[[ Text section open ]]

Thursday, January 6, 2011

Revisiting a Favorite Haunt

I should have mentioned this earlier so that those interested could have made it to the photography exhibit at the Harry Ransom Center at UT. But I forgot about getting there myself until it nearly was too late, and now it is.

The HRC is one of my favorite haunts in Austin. I spent hours as a graduate student in photojournalism at UT three decades ago, doing grunt work in the bowels of this vast repository. As a teaching assistant, I helped catalogue photographs from the morgue of the New York Journal-American, a dead newspaper whose 3 million photographs are part of the HRC’s holdings. There were black-and-white photos of murder scenes, tens of thousand of mug shots, grip-and-grin check-passing photos — a visual history of that city from the 1930s through the mid-1960s.

The exhibit, “Discovering the Language of Photography: The Gernsheim Collection,” highlighted one of the HRC’s most famous acquisitions and provided a rare glimpse of photographs from the media’s early history — including the first photograph taken by Joseph Nièpce in 1826. It is a courtyard scene in a small French village. The exposure took eight hours. The photograph is barely visible from its pewter surface when one views it from an angle. Its value, of course, is that it is the first photograph.

I wandered the exhibit, hung throughout several spaces. Several photographs are so rare and sensitive to light that they hung draped with a velvet cloth that one lifted in order to view the image. Some of the stars of the show included Rev. Charles Lutwidge Dodgson — better known as Lewis Carroll, author of “Alice in Wonderland.” Dodgson was an avid photographer. Down the wall is a study by Eadweard Muybridge of a nude man swinging a baseball bat in 1887. Muybridge used photography to study motion and eventually proved through multiple photographs shot in time sequence that at some point when a horse gallops all four hooves are in the air. Leland Stanford, the namesake of the famed California university, paid him to prove it. Stanford, a former governor, owned horses. I figure he was trying to win a bar bet.

Since I was already there, I took a quick look at the Gutenberg Bible, the first major book printed on a press. The University’s copy is one of just five complete copies in this country. UT bought it in 1978. I never tire of looking at this magnificent piece of art and history, printed more than 550 years ago. Johann Gutenberg launched the information revolution with his press. I still love to hear a press starting up, ink flying on to paper using essentially the same principle.

Other exhibits in recent years that have drawn me to the HRC include one drawn from the papers of Bob Woodward and Carl Bernstein — the two Washington Post reporters who broke the Watergate story and brought down a president. Their efforts and subsequent fame — especially from the movie, “All the President’s Men” — spurred an entire generation of now-middle aged folks to enter journalism, including me. Of course, with a bachelor’s in philosophy, English and history I was unqualified for anything else.

[[ Text section closed ]]
[[ Dataset content open ]]

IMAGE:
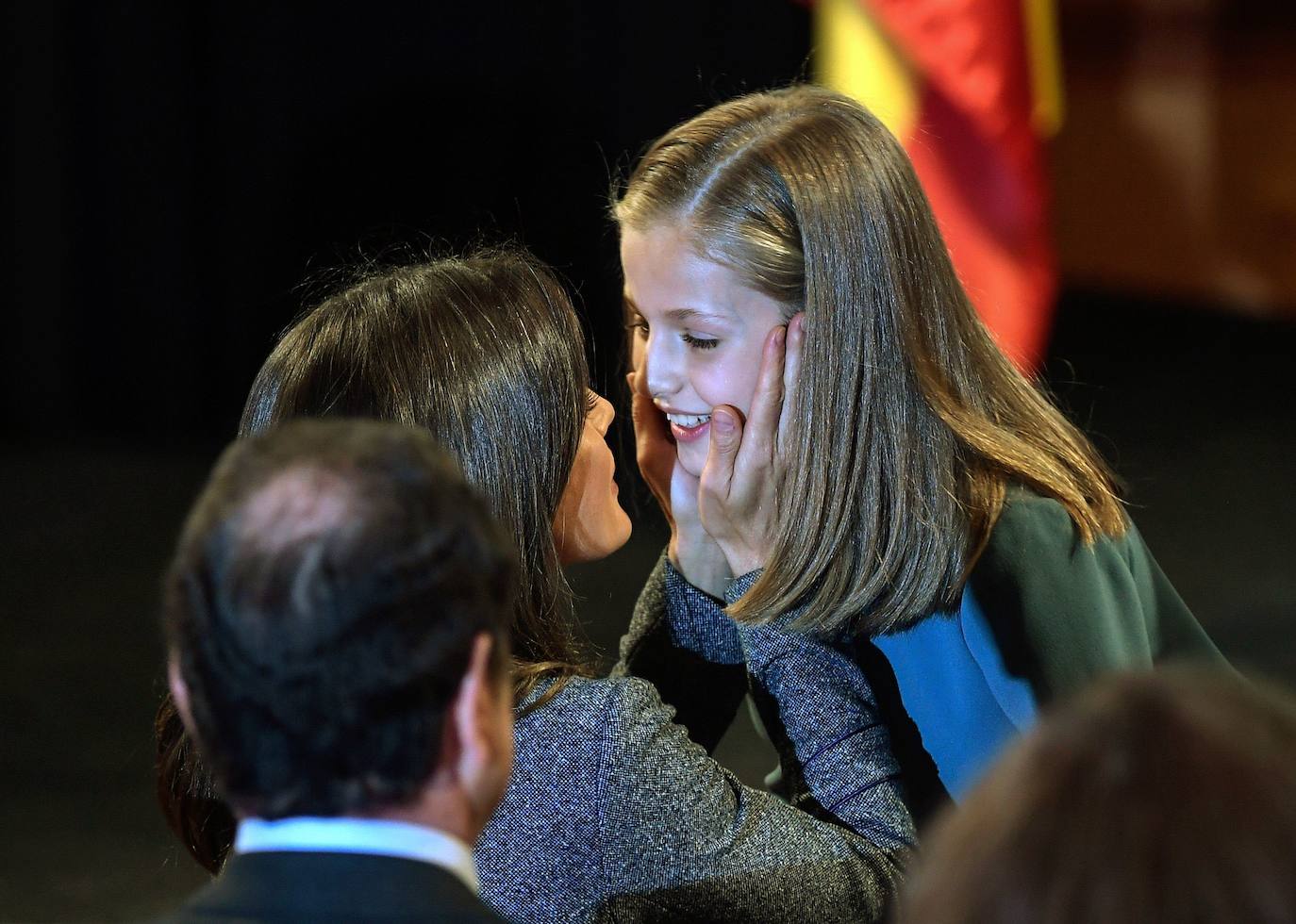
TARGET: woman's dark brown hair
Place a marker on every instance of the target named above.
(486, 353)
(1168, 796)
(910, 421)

[[ Dataset content closed ]]

Answer these questions about the post on the Harry Ransom Center:
1. How long did the exposure for Nièpce's first photograph take?
2. In what year did UT buy its Gutenberg Bible?
3. How many photographs from the New York Journal-American's morgue are among the HRC's holdings?

Result for this exercise:
1. Eight hours.
2. 1978.
3. 3 million.